**Trabajo solicitado**
(a) Según el fragmento del documento, ¿para qué se estudian las técnicas físicas y de vocalización?
(b) Devuelve sin ningún cambio todas las líneas de los registros, desde la primera hasta la última.

**Fragmento del documento**
Pero, se objetará, sin duda existe lo que se llama «un porte regio». Sí, claro que existe, y lo posee mucha gente que no lleva sangre real, y a muchos reyes les falta, y, de hecho, el que un rey tenga porte regio no es más que una coincidencia.

Vosotros y yo, es decir, el público, aceptaremos todo aquello que no tengamos motivos para poner en duda. Por eso los actores deben estudiar técnicas físicas y de vocalización. Estas técnicas se estudian únicamente para despojar al actor de toda inflexión, de manera que el público pueda aceptarlo en una diversidad de papeles.

¿Qué más podemos aprender de esta mujer de
Canción triste de Hill Street
? Esto: juzgamos a la gente por las primeras impresiones.

Todos hemos tenido la experiencia de que nos caiga bien un chico o una chica, vistos de lejos, y que un amigo comente entonces: «Oh, es un (o una) esnob», o de un posible socio comercial: «Es un pirata», etcétera, y a partir de aquí nos resulta casi imposible separar esa etiqueta de nuestros sentimientos hacia la persona en cuestión,
con independencia de cómo se porte esa persona
.

¿Cómo puede el actor utilizar este fenómeno? Bien, como ya he dicho, comprendiendo que el público aceptará lo que El Guión le ha presentado como cierto, y que el actor no necesita tocarlo. Además, el actor también puede aprovecharlo de otra manera:
dotando
a los demás actores, aquellos con los que actúa, de las características esenciales de la escena.

**Información extraída**

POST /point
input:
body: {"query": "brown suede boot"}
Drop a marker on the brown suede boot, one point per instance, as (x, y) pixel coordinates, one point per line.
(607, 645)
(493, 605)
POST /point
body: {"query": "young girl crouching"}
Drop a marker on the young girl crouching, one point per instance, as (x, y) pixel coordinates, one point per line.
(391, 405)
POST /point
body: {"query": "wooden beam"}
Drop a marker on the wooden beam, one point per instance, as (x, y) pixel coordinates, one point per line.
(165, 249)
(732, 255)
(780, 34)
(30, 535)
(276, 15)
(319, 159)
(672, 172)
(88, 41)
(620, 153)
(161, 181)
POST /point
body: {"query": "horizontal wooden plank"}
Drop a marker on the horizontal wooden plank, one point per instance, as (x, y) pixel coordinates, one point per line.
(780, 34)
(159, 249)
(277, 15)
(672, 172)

**Respuestas por tarea**
(a) Para despojar al actor de toda inflexión, de manera que el público pueda aceptarlo en una diversidad de papeles.

(b)
POST /point
input:
body: {"query": "brown suede boot"}
Drop a marker on the brown suede boot, one point per instance, as (x, y) pixel coordinates, one point per line.
(607, 645)
(493, 605)
POST /point
body: {"query": "young girl crouching"}
Drop a marker on the young girl crouching, one point per instance, as (x, y) pixel coordinates, one point per line.
(391, 405)
POST /point
body: {"query": "wooden beam"}
Drop a marker on the wooden beam, one point per instance, as (x, y) pixel coordinates, one point per line.
(165, 249)
(732, 255)
(780, 34)
(30, 535)
(276, 15)
(319, 159)
(672, 172)
(88, 41)
(620, 153)
(161, 181)
POST /point
body: {"query": "horizontal wooden plank"}
Drop a marker on the horizontal wooden plank, one point per instance, as (x, y) pixel coordinates, one point per line.
(780, 34)
(159, 249)
(277, 15)
(672, 172)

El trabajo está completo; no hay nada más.